■ What is expected ■
Copy the entries below word for word, minus the pictures.

■ Stored data entries ■
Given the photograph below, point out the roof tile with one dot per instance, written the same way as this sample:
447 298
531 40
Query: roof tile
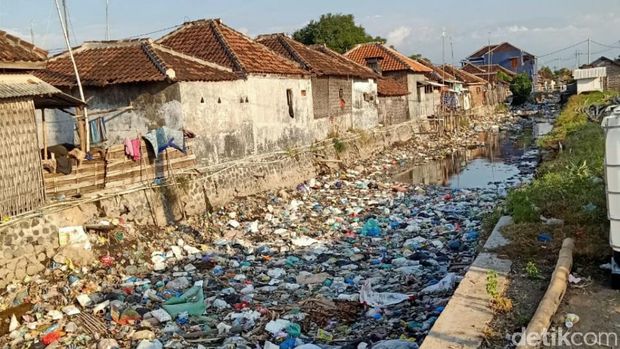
387 87
117 62
392 60
16 50
213 41
318 60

■ Answer box ■
Given the photograph below, point out the roof tile with one dot per instance, written the same way as this sample:
447 298
531 40
Query: roof tile
387 87
117 62
392 60
16 50
213 41
318 60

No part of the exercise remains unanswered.